Task instructions:
a. In the stock-score guide, what sources is the Hype rating measured from?
b. Write the next part of the stock-score guide, continuing after its final sentence.

Page extract:
Start of Block

The top of each card shows three summary scores. They run from −100 (looks weak / sell signal) to +100 (looks strong / buy signal). Zero means neutral.

  • Fundamental Score — built from the four core business measures: Financial Health, Profitability, Growth, and Valuation. Answers: is this a fundamentally sound business at this price?
  • 🔒 Full Score — combines all the ratings: the four fundamentals plus Hype, Analyst Upside, all the Trend signals and Insider Track. Better for: when should I buy or sell?
  • 🔒 Custom Score — your own mix. Tap the row to choose which ratings to include. The score stays hidden until you upgrade.

Free users see the Full Score and Custom Score blurred next to the Fundamental Score — the actual values appear once you upgrade.

On ETF / fund cards (silver-trimmed) the top score is called Composition Score instead of Fundamental — same place, same shape, but built from things that matter for funds (expense ratio, diversification, tracking quality). See the "Funds & ETFs" section below.

What each rating means

A long bar = the signal is strong (either positive or negative). A short bar = it's close to neutral. Tap any rating below for the full explanation.

Financial Health Fundamental

How sturdy the company's balance sheet is — debt levels, ability to pay short-term bills, and how well it could survive a recession or a bad year.

A high score means low debt and healthy cash reserves. A low score warns that the company might struggle if conditions get tougher.

Profitability Fundamental

How much of each pound of revenue actually ends up as profit (margins), and how well the company uses shareholder money (return on equity).

High = an efficient money-maker. Low = revenue comes in but profits don't (high costs, intense competition, or low pricing power).

Growth Fundamental

How fast the company's revenue and earnings are growing year-over-year.

High = the business is getting bigger. Low or negative = sales and profits are shrinking.

Valuation Fundamental

Whether the price looks reasonable relative to the company's earnings, book value and cash flow.

Cheaper than peers = positive score; more expensive than peers = negative. A great company can still be a bad investment if you pay too much for it.

Hype Sentiment

How much attention this stock is getting compared with its usual level — measured from Reddit, Stocktwits, news mentions and Wikipedia pageviews.

A spike in Hype often comes before a price move. But it can also be a warning sign that retail enthusiasm is running ahead of the fundamentals.

Analyst Upside Pros' view

Where professional analysts think the price should go — their average 12-month price target compared with today's price.

Positive = analysts think the stock is undervalued. Negative = they think it's already above where it should be.

Trend signals Technical

Read from the stock's recent price chart using standard technical indicators (moving averages, RSI, MACD, Bollinger bands). They tell you whether momentum is up, down or stalling.

End of Block

Extracted information:
Start of Block

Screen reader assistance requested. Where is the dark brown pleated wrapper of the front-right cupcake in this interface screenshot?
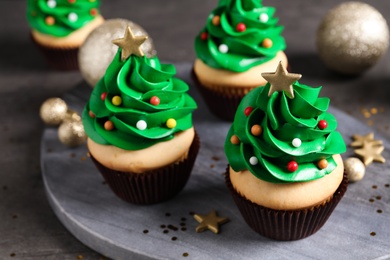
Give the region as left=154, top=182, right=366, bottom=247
left=225, top=168, right=348, bottom=241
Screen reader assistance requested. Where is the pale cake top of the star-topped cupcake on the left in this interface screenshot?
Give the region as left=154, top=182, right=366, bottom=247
left=87, top=127, right=195, bottom=173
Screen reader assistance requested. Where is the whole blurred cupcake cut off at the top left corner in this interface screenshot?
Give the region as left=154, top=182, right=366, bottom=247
left=27, top=0, right=104, bottom=70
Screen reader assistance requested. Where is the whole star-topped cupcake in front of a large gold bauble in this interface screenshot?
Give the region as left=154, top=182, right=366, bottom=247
left=82, top=27, right=199, bottom=204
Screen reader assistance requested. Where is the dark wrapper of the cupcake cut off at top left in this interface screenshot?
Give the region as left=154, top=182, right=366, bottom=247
left=31, top=33, right=79, bottom=70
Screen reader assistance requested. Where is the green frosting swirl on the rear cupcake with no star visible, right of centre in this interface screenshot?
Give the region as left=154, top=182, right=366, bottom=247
left=195, top=0, right=286, bottom=72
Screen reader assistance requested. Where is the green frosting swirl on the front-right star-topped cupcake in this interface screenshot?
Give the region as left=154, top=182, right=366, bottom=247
left=225, top=82, right=346, bottom=183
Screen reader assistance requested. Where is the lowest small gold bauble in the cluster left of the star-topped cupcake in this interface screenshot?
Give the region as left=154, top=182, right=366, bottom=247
left=58, top=120, right=87, bottom=147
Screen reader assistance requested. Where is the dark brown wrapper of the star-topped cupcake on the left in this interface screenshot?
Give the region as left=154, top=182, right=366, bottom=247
left=91, top=134, right=200, bottom=205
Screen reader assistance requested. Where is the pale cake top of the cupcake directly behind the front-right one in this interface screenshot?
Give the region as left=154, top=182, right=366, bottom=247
left=194, top=51, right=288, bottom=89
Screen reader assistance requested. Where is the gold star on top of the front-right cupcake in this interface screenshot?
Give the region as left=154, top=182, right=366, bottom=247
left=261, top=62, right=302, bottom=98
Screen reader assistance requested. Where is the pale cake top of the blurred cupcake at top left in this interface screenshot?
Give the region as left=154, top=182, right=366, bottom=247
left=31, top=15, right=104, bottom=48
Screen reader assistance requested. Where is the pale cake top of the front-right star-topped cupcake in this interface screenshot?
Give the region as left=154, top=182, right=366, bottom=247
left=229, top=154, right=344, bottom=210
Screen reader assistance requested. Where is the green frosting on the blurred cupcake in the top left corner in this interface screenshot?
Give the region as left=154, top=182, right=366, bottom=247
left=27, top=0, right=100, bottom=37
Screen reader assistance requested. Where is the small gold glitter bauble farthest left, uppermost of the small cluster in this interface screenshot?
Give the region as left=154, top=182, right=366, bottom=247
left=39, top=98, right=68, bottom=126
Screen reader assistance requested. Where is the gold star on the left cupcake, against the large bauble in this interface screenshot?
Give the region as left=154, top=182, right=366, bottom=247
left=112, top=26, right=148, bottom=61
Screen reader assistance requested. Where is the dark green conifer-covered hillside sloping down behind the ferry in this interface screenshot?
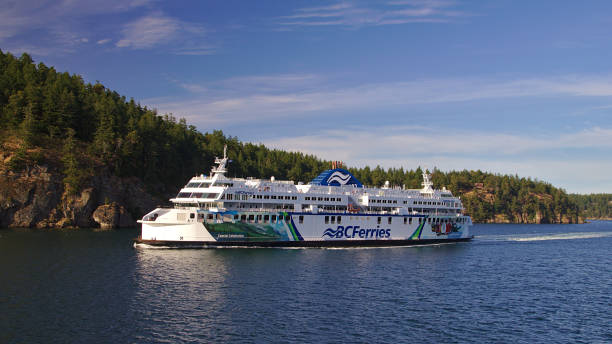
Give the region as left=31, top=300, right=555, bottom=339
left=0, top=51, right=579, bottom=226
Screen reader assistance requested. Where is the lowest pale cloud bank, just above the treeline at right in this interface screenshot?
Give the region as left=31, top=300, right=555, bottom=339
left=263, top=126, right=612, bottom=192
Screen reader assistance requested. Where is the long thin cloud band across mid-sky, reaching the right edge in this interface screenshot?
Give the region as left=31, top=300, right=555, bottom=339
left=149, top=75, right=612, bottom=124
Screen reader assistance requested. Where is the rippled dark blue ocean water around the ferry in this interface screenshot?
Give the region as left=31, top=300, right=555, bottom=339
left=0, top=221, right=612, bottom=343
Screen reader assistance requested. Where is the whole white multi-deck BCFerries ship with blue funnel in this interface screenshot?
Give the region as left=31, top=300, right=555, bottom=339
left=134, top=147, right=472, bottom=248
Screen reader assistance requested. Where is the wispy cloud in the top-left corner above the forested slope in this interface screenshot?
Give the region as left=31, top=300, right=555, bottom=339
left=0, top=0, right=215, bottom=55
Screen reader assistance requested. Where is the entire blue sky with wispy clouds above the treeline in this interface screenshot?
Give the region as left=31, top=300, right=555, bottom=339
left=0, top=0, right=612, bottom=193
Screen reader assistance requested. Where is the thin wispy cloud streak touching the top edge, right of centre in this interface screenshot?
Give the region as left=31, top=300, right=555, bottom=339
left=280, top=0, right=470, bottom=27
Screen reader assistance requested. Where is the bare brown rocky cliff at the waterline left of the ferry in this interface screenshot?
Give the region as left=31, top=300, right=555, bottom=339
left=0, top=145, right=165, bottom=229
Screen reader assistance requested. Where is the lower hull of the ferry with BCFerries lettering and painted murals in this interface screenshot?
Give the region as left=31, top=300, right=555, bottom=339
left=136, top=209, right=471, bottom=247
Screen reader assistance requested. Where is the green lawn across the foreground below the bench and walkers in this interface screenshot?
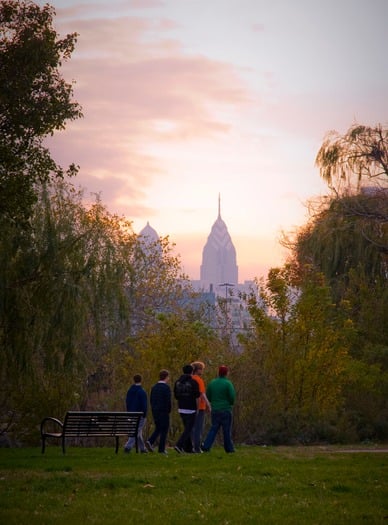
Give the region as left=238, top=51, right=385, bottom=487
left=0, top=446, right=388, bottom=525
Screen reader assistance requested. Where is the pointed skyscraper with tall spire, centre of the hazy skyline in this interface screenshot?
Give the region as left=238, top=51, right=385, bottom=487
left=200, top=195, right=238, bottom=293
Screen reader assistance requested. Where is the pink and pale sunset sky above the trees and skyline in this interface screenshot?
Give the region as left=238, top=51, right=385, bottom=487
left=36, top=0, right=388, bottom=282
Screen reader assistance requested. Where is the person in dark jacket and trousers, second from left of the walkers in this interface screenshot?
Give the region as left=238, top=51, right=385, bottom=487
left=145, top=370, right=171, bottom=454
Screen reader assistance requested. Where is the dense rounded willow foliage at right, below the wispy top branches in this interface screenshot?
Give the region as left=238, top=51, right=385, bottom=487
left=292, top=191, right=388, bottom=300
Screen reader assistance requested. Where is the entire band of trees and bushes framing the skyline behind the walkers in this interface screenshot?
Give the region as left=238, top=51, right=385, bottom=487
left=0, top=0, right=388, bottom=444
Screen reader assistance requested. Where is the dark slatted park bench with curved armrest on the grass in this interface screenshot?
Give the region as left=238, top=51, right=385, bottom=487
left=40, top=412, right=143, bottom=454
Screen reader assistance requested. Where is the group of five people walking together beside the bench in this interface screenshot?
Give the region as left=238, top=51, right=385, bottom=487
left=124, top=361, right=236, bottom=455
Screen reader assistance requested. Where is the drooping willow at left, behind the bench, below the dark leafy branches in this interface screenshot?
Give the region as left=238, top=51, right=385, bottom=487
left=0, top=182, right=140, bottom=438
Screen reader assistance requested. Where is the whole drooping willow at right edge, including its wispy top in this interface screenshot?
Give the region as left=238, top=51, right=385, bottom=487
left=289, top=125, right=388, bottom=312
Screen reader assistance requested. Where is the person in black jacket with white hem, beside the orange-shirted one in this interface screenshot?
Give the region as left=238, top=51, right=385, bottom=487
left=174, top=365, right=200, bottom=454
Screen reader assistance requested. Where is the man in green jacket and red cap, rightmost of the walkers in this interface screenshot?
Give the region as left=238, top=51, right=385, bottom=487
left=202, top=365, right=236, bottom=453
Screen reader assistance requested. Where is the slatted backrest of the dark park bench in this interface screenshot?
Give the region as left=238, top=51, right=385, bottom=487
left=63, top=412, right=143, bottom=437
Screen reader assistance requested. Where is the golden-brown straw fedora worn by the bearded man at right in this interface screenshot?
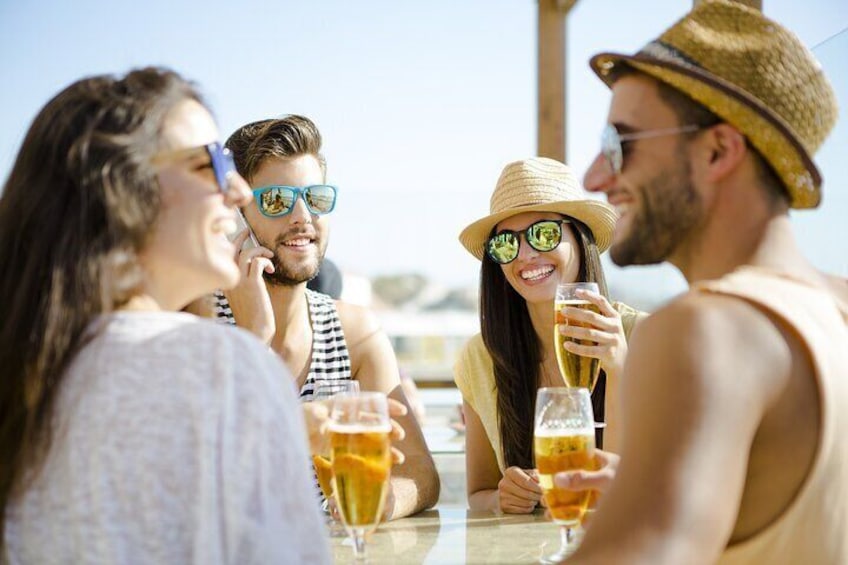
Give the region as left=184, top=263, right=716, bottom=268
left=589, top=0, right=837, bottom=208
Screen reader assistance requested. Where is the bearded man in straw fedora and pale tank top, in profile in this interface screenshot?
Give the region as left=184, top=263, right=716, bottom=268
left=556, top=0, right=848, bottom=564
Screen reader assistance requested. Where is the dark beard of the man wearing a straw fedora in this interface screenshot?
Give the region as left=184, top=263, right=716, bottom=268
left=610, top=151, right=704, bottom=267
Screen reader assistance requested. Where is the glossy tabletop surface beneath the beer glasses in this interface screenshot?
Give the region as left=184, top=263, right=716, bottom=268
left=332, top=506, right=559, bottom=564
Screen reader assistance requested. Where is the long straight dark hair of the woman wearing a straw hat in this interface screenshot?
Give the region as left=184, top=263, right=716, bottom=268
left=480, top=218, right=607, bottom=469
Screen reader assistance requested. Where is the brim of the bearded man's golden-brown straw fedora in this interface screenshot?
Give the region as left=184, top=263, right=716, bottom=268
left=589, top=53, right=822, bottom=208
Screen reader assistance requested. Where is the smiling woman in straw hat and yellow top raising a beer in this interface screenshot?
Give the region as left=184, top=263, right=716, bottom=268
left=454, top=158, right=638, bottom=513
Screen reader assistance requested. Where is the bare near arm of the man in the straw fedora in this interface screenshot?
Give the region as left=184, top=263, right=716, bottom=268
left=569, top=295, right=791, bottom=564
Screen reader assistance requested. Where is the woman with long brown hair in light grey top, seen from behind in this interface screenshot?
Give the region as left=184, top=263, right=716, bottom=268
left=0, top=68, right=329, bottom=564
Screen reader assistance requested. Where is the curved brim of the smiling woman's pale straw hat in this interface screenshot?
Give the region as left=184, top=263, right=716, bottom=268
left=459, top=200, right=618, bottom=261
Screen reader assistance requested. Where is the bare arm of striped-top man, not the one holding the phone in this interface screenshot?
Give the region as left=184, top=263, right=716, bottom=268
left=337, top=302, right=440, bottom=518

End of Block

Answers in order:
a. Reddit, Stocktwits, news mentions and Wikipedia pageviews.

b.
The front of the card shows Year (the long-term trend). Premium also adds Day / Week / Month on the back — used for fine-tuning buy/sell timing.

🔒 Insider Track Premium

What's happening behind the scenes: executives and directors buying or selling their own shares, upcoming earnings, SEC filing clusters, and corporate events.

Insiders often act on information before it's public, so heavy insider buying can be a leading signal that the team itself is bullish on the company. Heavy insider selling is the opposite.

Tap to see the actual numbers

Each rating is built from a handful of underlying signals. Rows with a small chevron on the right can be expanded to show what's behind them.

  • The raw numbers — actual values (e.g. P/E ratio 32.1×, Reddit mentions 240) with a ▲ / ▼ showing whether the stock is better or worse than its sector's average for that signal.
  • A plain-English explanation — how the rating is built and which direction is good.
  • 🔒 5-year history · sector ranking — Premium add-on: see how each underlying signal has moved over time, plus exactly where the stock ranks within its sector.

The chevrons sit quietly in the background so the rating bars stay the main read. Tap once to expand, tap again to close. Tapping inside an open panel won't flip the card.

Funds & ETFs (silver cards)

An ETF (Exchange-Traded Fund) is a basket of many stocks or bonds you can buy as a single thing. Funds like QQQ, VOO, and VEU are how most beginners spread their money across hundreds of companies at once, without picking each one individually.

StockDecks shows ETFs as silver-trimmed cards so you can spot them at a glance. They appear alongside stocks in search and watchlists — look for the small ETF pill next to the ticker.

The card layout is the same as for stocks, but the ratings are different — tap any of these to learn more:

Composition Score

The top score on every ETF card — the equivalent of Fundamental Score on stocks. Built from how cheaply the fund is run, how diversified it is, how much it holds, and how closely it follows its index.

Expense ratio

What the fund charges you to hold it, every year — usually a small percentage (e.g. 0.03%). Lower is better.

This is the single most important number on any ETF. Fees add up year after year — a fund charging 1% will quietly take £1,000 from a £100k pot every year, whether the market is up or down.

Yield

How much income (dividends from stocks, or interest from bonds) the fund pays out, shown as a percentage of its price.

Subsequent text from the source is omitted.